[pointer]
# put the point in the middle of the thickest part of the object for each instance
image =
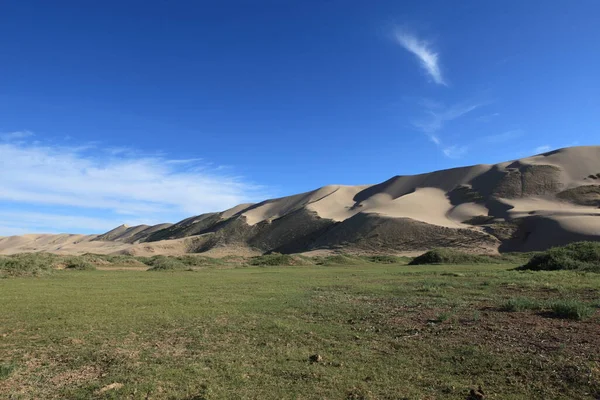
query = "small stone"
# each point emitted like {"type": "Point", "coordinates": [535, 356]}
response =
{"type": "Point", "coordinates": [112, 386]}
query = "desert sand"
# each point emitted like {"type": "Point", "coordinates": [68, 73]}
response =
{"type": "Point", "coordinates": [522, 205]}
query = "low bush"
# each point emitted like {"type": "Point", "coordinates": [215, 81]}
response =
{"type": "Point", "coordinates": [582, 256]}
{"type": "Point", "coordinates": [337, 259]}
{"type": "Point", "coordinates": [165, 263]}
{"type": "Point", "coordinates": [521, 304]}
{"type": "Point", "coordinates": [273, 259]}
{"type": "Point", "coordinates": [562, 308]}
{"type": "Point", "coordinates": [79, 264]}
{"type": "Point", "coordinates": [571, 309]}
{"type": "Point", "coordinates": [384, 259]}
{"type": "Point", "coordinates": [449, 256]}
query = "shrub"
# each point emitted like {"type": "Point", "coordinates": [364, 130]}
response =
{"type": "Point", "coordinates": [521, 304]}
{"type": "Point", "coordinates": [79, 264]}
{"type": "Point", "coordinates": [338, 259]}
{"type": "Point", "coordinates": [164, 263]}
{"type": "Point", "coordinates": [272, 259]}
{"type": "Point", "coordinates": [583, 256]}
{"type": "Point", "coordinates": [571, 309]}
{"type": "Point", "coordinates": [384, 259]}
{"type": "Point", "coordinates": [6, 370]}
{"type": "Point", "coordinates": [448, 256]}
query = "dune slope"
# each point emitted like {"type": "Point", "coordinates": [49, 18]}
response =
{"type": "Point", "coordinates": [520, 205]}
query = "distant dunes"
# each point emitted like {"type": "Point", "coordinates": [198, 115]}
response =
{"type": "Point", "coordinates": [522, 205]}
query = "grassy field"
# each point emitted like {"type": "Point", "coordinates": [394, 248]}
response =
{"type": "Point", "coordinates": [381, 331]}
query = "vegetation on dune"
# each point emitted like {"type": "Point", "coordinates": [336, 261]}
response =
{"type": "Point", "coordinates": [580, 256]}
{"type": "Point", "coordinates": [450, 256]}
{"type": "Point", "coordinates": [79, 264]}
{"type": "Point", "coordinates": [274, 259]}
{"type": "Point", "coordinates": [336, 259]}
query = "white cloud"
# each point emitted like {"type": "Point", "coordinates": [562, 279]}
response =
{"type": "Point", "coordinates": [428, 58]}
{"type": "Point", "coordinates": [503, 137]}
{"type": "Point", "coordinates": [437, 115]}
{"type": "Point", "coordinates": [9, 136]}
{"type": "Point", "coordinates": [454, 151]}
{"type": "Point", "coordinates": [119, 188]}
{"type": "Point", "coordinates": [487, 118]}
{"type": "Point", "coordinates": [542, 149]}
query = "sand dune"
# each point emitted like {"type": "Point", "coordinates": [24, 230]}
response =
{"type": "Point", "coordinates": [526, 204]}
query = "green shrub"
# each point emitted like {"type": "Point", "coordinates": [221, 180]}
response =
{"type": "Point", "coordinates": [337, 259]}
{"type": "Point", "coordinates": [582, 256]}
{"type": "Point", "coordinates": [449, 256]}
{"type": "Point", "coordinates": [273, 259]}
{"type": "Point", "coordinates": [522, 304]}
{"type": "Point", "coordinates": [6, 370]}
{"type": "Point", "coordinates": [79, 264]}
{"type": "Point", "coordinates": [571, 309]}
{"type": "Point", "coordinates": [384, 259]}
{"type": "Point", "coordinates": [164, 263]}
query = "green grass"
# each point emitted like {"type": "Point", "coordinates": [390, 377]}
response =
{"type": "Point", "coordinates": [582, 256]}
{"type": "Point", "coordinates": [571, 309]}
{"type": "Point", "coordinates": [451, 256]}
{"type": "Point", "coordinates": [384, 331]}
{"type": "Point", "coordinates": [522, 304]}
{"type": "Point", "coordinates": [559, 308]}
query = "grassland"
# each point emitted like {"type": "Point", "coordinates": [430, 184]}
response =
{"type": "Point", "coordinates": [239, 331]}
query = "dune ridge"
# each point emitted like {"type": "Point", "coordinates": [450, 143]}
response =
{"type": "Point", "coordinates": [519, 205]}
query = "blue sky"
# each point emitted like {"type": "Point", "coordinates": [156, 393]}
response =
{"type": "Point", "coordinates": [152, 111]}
□ □ □ □
Short task: Count how many of the rows above contain the word "green". Reply with the number alone.

Full output: 2